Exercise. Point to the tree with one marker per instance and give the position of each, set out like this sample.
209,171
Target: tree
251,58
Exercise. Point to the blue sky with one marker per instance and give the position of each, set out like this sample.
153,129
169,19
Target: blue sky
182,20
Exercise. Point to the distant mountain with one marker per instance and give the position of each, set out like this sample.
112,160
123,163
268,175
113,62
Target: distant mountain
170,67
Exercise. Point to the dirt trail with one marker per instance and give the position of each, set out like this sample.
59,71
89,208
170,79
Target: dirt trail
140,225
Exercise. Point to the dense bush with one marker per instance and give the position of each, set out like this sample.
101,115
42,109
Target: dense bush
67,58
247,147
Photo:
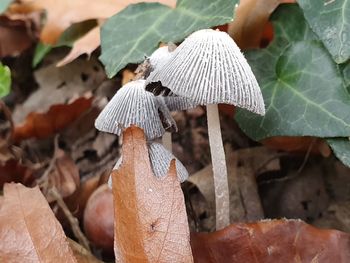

* * *

Looking at the listing above, how many of its lines contain the string "position"? Give the number alone.

• [Finished task]:
5